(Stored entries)
---+---

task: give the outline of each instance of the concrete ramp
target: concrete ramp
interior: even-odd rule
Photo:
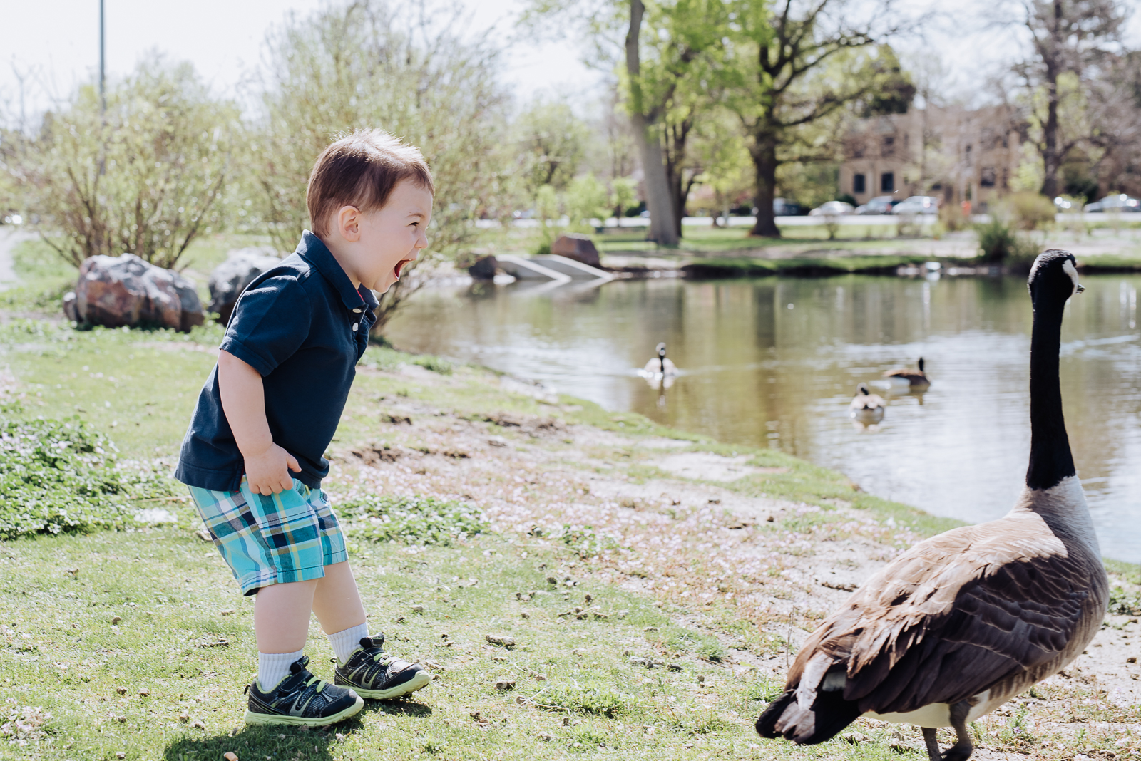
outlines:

---+---

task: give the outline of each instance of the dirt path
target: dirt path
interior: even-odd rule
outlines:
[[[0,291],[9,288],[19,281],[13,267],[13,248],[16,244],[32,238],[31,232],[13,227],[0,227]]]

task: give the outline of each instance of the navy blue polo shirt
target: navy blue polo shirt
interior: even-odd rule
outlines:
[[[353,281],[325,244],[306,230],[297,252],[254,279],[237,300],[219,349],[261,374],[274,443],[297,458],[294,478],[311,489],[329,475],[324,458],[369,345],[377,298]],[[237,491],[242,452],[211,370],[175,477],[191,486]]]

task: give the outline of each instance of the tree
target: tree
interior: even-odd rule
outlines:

---+---

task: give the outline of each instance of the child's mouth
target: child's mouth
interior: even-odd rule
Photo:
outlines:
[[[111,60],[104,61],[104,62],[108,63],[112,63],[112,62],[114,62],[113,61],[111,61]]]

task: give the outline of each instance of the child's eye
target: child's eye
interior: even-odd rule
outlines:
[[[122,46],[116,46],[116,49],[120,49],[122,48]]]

---+---

Pick out every line of the records above that contains the string "target", matching its case exactly, and copy each of those lines.

__Solution__
target: concrete ramp
target: dirt path
target: navy blue polo shirt
target: tree
target: child's mouth
target: child's eye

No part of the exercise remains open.